━━━ SELECTED EXTRACT

India Inc Remains Resilient Despite Stress In Eight Sectors: Crisil Ratings
Updated: May 28, 2026 01:12:34pm
India Inc Remains Resilient Despite Stress In Eight Sectors: Crisil Ratings
New Delhi, May 28 (KNN) Indian corporates remain broadly resilient, supported by strong balance sheets and domestic demand, although 8 sectors face material credit risk, according to Crisil Ratings, which stress-tested 34 sectors.
The agency assessed the impact of the ongoing West Asia conflict on credit quality across these sectors representing 65 per cent of its rated corporate debt.
The exercise assumed supply-chain disruptions lasting nine months this fiscal and crude oil prices averaging USD 110 per barrel — more severe than its base case of six months of disruption and USD 95 per barrel.
The results indicate that prolonged disruptions could shave approximately 200 basis points (bps) off corporate operating profitability this fiscal, down from a pre-conflict expectation of around 12 per cent.
Of the 34 sectors tested, 22 would see operating profitability decline by more than 10 per cent due to higher inventory costs and limited ability to pass on the burden to consumers immediately.
Credit Profiles Remain Cushioned
Despite profitability pressures, Crisil expects the credit quality of only eight sectors — accounting for 10 per cent of rated corporate debt — to be materially impacted.
"For companies, managing costs and profitability will be a bigger challenge than achieving topline growth," said Subodh Rai, Managing Director, Crisil Ratings.
He noted that controlled gearing levels and sustained domestic demand would provide a buffer for most sectors.

━━━━━━
━━━ INPUT ROWS

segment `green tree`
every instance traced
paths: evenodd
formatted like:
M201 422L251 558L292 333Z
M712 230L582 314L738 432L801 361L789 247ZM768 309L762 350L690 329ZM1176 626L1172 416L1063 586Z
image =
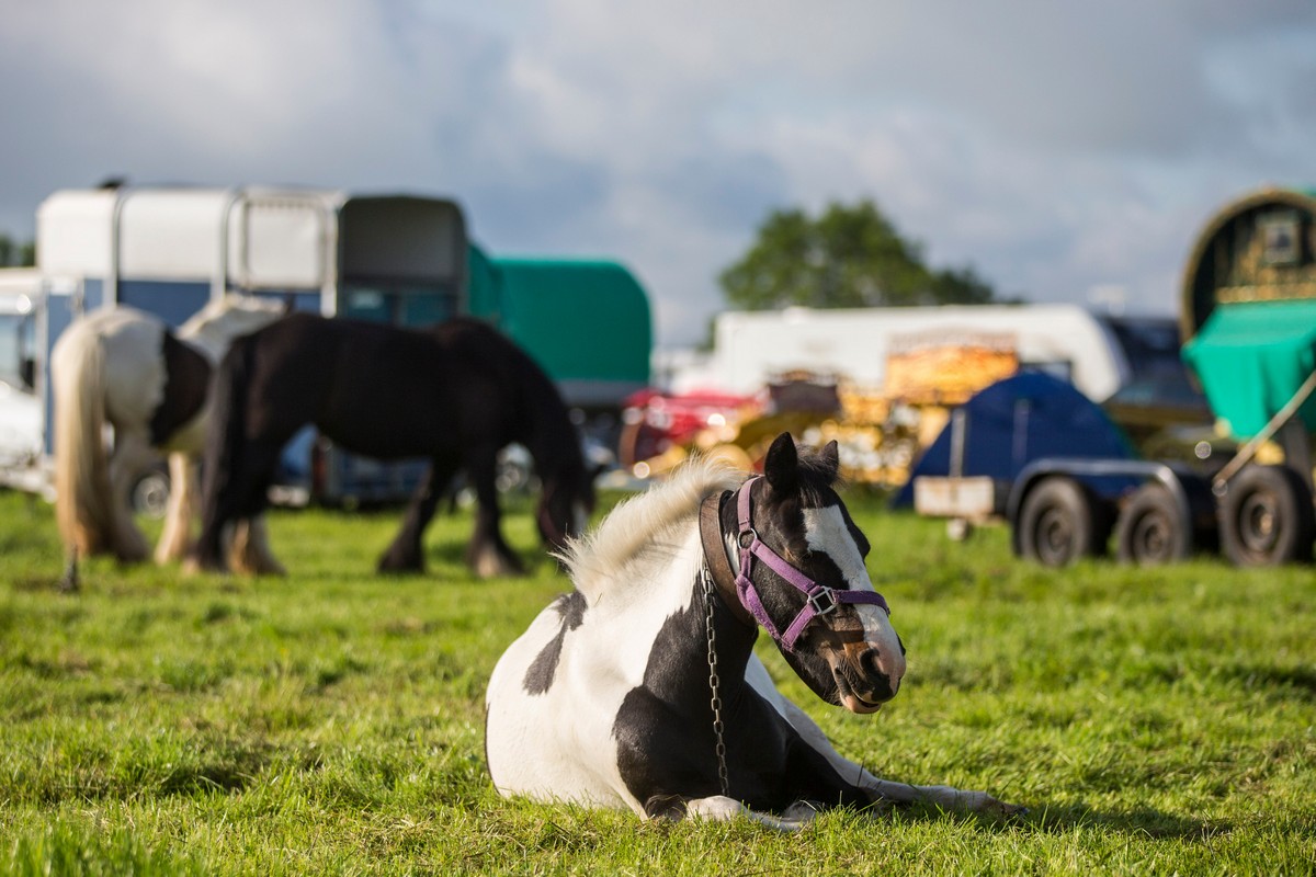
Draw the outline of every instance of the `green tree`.
M870 200L830 204L817 218L774 210L745 256L719 276L726 302L744 310L791 305L987 304L995 292L971 267L933 270Z

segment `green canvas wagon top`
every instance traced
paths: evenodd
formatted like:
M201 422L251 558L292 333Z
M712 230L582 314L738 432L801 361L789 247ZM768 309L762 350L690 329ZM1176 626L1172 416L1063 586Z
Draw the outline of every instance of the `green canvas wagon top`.
M617 409L649 385L649 297L617 262L490 256L472 246L470 310L524 347L569 405Z
M1316 371L1316 191L1263 189L1198 238L1182 291L1183 356L1217 417L1252 438ZM1316 433L1316 394L1298 412Z

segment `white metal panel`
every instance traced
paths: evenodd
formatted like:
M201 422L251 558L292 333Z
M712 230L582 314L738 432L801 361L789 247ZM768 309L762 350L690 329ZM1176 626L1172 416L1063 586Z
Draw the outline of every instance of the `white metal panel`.
M129 189L120 208L118 273L204 280L220 264L224 189Z
M251 289L315 289L333 273L332 193L247 193L229 218L229 276Z
M37 266L46 273L104 277L113 266L116 189L55 192L37 208Z

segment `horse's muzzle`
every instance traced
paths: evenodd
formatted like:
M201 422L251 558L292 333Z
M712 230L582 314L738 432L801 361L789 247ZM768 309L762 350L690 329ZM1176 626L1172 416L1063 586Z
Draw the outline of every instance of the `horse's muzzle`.
M830 664L837 699L851 713L876 713L904 676L904 655L888 656L869 643L846 646Z

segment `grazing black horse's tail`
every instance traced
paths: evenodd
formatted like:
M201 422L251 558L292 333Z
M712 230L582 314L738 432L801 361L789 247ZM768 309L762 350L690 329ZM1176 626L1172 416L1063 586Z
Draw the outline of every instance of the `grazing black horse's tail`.
M224 354L211 384L213 408L201 467L201 535L196 543L196 559L208 569L222 568L224 527L243 513L237 505L241 492L237 480L242 473L250 381L251 341L237 338Z

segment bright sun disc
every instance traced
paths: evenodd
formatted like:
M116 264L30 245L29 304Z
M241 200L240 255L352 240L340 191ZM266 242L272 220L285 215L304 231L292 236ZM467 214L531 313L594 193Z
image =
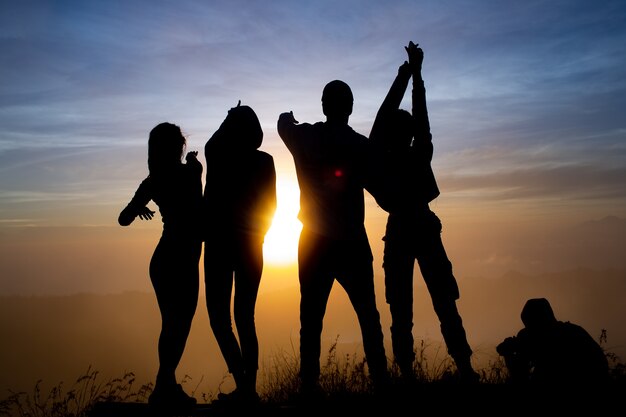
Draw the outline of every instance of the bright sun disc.
M297 261L298 239L302 223L298 220L300 189L291 179L276 182L278 205L270 230L265 235L263 254L265 261L274 265L287 265Z

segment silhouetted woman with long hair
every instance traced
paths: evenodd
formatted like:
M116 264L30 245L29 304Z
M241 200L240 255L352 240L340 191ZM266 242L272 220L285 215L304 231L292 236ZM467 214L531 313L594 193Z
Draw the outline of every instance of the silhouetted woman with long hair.
M263 130L249 106L228 111L207 141L204 272L211 329L236 389L219 400L255 402L259 342L255 305L263 272L263 241L276 210L274 159L258 148ZM234 287L235 336L231 320Z
M197 152L189 152L187 163L182 162L185 147L180 127L161 123L152 129L148 140L149 175L118 220L122 226L130 225L136 217L150 220L154 212L147 204L152 200L163 221L163 233L150 261L150 280L162 321L159 370L148 402L159 409L196 403L176 382L176 368L198 303L202 251L202 165Z

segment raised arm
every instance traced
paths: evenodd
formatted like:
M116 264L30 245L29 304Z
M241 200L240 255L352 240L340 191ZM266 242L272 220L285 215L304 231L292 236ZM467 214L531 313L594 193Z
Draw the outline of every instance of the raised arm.
M428 110L426 108L426 89L422 79L422 63L424 61L424 51L417 44L409 42L406 48L409 56L409 67L413 77L412 91L412 113L414 133L413 147L421 158L428 161L433 156L432 134L430 133L430 122L428 121Z
M411 69L408 62L404 61L398 68L398 74L391 84L391 88L387 92L383 103L380 105L378 112L376 113L376 119L372 125L370 131L370 140L380 142L385 137L385 132L388 131L386 123L390 120L390 114L400 108L400 103L404 98L404 93L409 86L409 79L411 78Z
M141 220L152 220L154 211L147 207L151 197L149 193L150 177L143 180L128 205L120 212L117 222L120 226L130 226L139 217Z

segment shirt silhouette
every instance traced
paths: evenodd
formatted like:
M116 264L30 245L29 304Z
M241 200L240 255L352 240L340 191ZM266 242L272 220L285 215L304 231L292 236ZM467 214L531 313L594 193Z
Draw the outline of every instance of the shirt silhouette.
M373 257L364 226L368 140L348 125L352 106L350 87L335 80L322 93L325 122L299 124L292 113L283 113L278 119L278 133L294 158L300 186L303 395L319 389L323 320L335 279L357 314L372 381L382 386L388 376L374 292Z

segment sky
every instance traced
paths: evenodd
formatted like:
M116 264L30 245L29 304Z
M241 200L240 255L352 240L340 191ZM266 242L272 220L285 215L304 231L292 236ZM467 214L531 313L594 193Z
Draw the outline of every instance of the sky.
M148 133L178 124L204 164L239 100L278 171L261 290L297 286L298 189L278 116L323 120L322 88L341 79L367 135L409 41L425 54L442 191L431 208L465 307L489 304L478 278L626 280L622 0L27 0L0 3L0 296L150 292L160 217L117 224L147 175ZM385 213L366 199L380 295ZM594 294L567 311L584 320Z

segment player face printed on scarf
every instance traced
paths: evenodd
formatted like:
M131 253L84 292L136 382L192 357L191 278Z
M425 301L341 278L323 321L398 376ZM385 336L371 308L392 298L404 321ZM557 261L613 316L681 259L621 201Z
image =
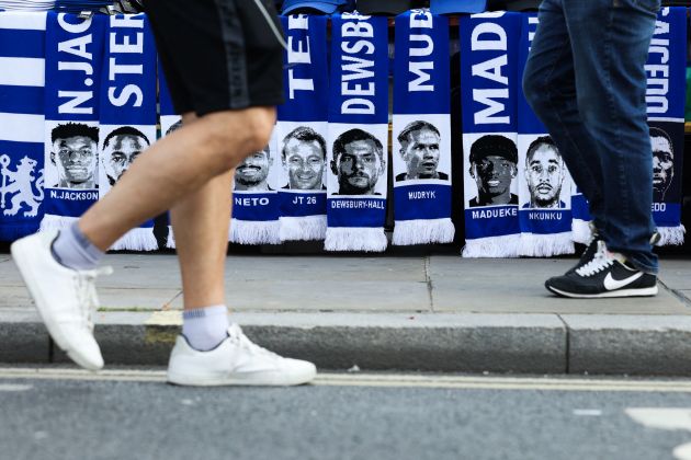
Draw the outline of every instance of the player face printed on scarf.
M539 138L525 158L525 180L531 208L562 208L564 161L555 145ZM547 138L548 139L548 138Z
M653 194L654 202L658 203L665 200L665 194L675 176L675 154L671 141L661 129L655 133L652 130L650 145L653 146Z
M109 183L114 185L120 181L148 146L147 137L131 126L111 133L103 141L103 168Z
M235 170L236 191L269 191L269 168L273 159L269 146L247 157Z
M382 142L362 129L343 133L333 142L331 170L338 176L339 195L376 195L384 173Z
M283 168L288 183L284 188L321 189L326 165L326 142L308 127L299 127L283 140Z
M507 137L487 135L473 143L471 176L477 184L477 197L471 199L471 207L518 203L511 193L511 182L518 173L517 159L516 143Z
M81 123L53 129L50 162L56 166L56 188L97 188L99 129Z
M406 180L448 177L440 177L437 171L439 166L440 141L439 130L427 123L400 138L400 154L408 170L405 176ZM398 176L396 180L399 180Z

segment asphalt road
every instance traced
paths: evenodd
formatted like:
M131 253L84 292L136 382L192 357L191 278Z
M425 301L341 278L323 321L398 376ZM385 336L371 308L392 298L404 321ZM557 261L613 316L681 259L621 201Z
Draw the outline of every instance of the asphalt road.
M0 459L691 459L691 381L322 375L194 389L0 367Z

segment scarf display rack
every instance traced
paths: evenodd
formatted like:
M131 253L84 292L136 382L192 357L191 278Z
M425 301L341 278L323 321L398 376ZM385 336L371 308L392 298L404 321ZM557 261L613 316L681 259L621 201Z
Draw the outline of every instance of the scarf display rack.
M104 11L123 20L131 15L122 13L137 11L137 3L118 5ZM681 205L683 181L688 182L682 176L688 11L682 7L660 10L646 67L654 188L659 195L654 216L665 245L682 244L686 232ZM123 82L147 87L141 95L149 107L156 107L154 116L145 119L126 105L117 113L109 112L107 92L101 89L107 70L103 62L109 59L103 16L107 18L92 12L0 10L0 241L13 241L39 227L61 227L105 193L112 184L104 182L105 152L101 150L112 134L106 133L113 127L110 118L124 117L139 131L145 129L151 141L179 126L167 94L161 94L166 85L154 50L143 62L149 76L158 74L158 91L150 90L150 81ZM297 96L279 107L279 124L265 153L271 158L264 181L269 188L262 192L267 196L236 192L242 204L263 197L272 206L234 210L237 231L229 241L254 245L322 241L327 251L383 252L392 245L449 244L455 232L463 254L471 257L573 253L573 243L588 238L582 195L564 166L557 185L552 184L562 192L555 209L537 209L525 166L533 150L550 147L548 136L519 91L535 20L534 13L448 18L429 10L411 10L395 19L284 16L284 28L293 27L284 57L284 89ZM60 22L68 25L67 31L84 24L92 39L81 43L79 32L73 36L52 32L56 26L50 24ZM471 27L480 23L488 24L482 28L485 32L475 33ZM501 48L502 39L514 49ZM494 50L475 55L473 41L484 41ZM60 53L73 66L83 66L80 61L89 56L88 78L64 79L57 70L58 62L65 61ZM449 81L452 59L460 60L458 81ZM462 100L457 125L449 120L454 87L461 88ZM82 90L94 93L89 103L79 99ZM656 104L664 104L660 97L671 103L666 112L656 113ZM70 116L61 111L65 107L72 108ZM499 123L478 124L478 114ZM501 126L503 118L510 119L510 127ZM67 136L79 129L84 131L82 143L95 150L94 159L100 157L87 164L93 174L84 173L84 177L79 176L83 168L68 168L68 160L56 152L60 133ZM687 124L687 135L690 131ZM456 139L463 148L453 151ZM501 140L500 146L495 140ZM534 147L535 142L542 146ZM72 147L77 148L66 148ZM319 154L308 157L309 148ZM508 200L497 204L485 203L489 185L483 182L486 171L480 164L495 148L503 152L505 163L512 162L506 166ZM84 157L86 150L81 151L79 156ZM455 216L451 219L452 207L458 203L465 225ZM558 226L545 220L557 215ZM138 229L144 239L115 249L174 248L168 222L156 219L156 226L160 222L168 234L165 244L155 242L151 221Z

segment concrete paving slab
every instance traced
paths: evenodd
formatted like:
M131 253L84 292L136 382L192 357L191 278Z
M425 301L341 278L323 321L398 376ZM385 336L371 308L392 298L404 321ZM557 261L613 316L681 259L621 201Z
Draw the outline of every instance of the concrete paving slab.
M642 299L563 299L544 280L566 272L575 260L430 257L432 308L437 312L522 312L591 314L691 314L665 289Z
M691 261L660 260L660 279L670 289L691 290Z
M562 315L570 373L688 376L691 318Z
M0 310L0 363L49 363L50 337L35 310Z
M226 299L233 310L430 311L428 285L400 280L243 280Z
M324 369L562 373L566 329L556 315L237 313L247 335ZM110 364L168 360L180 312L100 313L95 335ZM56 353L56 360L67 360Z
M99 288L100 308L106 310L182 309L180 289ZM172 301L172 302L171 302Z

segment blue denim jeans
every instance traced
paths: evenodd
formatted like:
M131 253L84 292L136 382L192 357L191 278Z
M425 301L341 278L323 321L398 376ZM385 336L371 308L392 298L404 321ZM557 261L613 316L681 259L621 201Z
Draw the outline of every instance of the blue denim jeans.
M609 250L648 273L658 265L644 66L659 8L660 0L544 0L523 74L525 97Z

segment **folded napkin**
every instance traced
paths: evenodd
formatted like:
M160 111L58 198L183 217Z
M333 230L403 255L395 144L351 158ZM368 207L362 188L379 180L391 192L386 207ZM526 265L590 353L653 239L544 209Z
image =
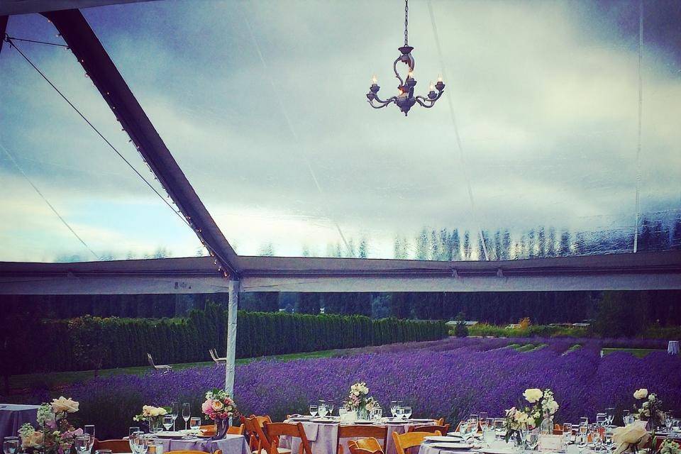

━━━━━━

§ **YOUR TASKS**:
A: In the entries, swap "traced" for "outlined" across the stretch from the line containing "segment blue denim jeans" through the end of the entries, and reproduce that stretch with everything else unchanged. Leave the pictures out.
B: Continue the article on Crisil's stress test of Indian corporates from the point where it stops.
The entries are unrelated to the article on Crisil's stress test.

§ **THE RESPONSES**:
A:
segment blue denim jeans
every instance outlined
paths: evenodd
formatted like:
M131 253L84 292L136 382L192 357L191 278Z
M425 301L341 278L323 321L398 376ZM385 336L371 308L392 298L404 321ZM557 261L613 316L681 259L621 201Z
Draw the outline of every instance of the blue denim jeans.
M609 250L648 273L658 265L644 66L659 8L660 0L544 0L523 74L525 97Z

segment **folded napkin**
every instance outlined
paths: evenodd
formatted like:
M160 111L58 198L183 217Z
M333 230L403 255L395 144L351 158ZM368 207L362 188L379 180L391 192L386 207ZM526 265L590 353L653 239L544 209Z
image =

B:
India Inc's financial position has strengthened considerably over the past decade. Median corporate gearing has halved to around 0.5 times as of March 2026, while interest coverage has more than doubled to over 5 times, providing meaningful headroom to absorb near-term shocks.
Sectors Under Pressure
One sector faces a negative credit quality outlook, with ceramics likely to be the hardest hit as gas supply disruptions could cut revenue by about a third and profitability by half.
Seven sectors face a moderately negative impact. Airlines may see profitability drop by around 50 per cent due to airspace closures and higher fuel costs. Crude-linked industries are struggling to pass on rising input costs, while auto component makers face limited pricing flexibility. Diamond polishers are dealing with higher procurement costs, and basmati rice exporters are seeing weaker demand from key markets.
Rupee Depreciation: Mixed Impact
On currency risks, Crisil noted that most companies either have a natural hedge through trade or maintain forward cover for foreign exchange exposure.
Sectors without a natural hedge, such as edible oils, have historically been able to pass on higher costs to end-users.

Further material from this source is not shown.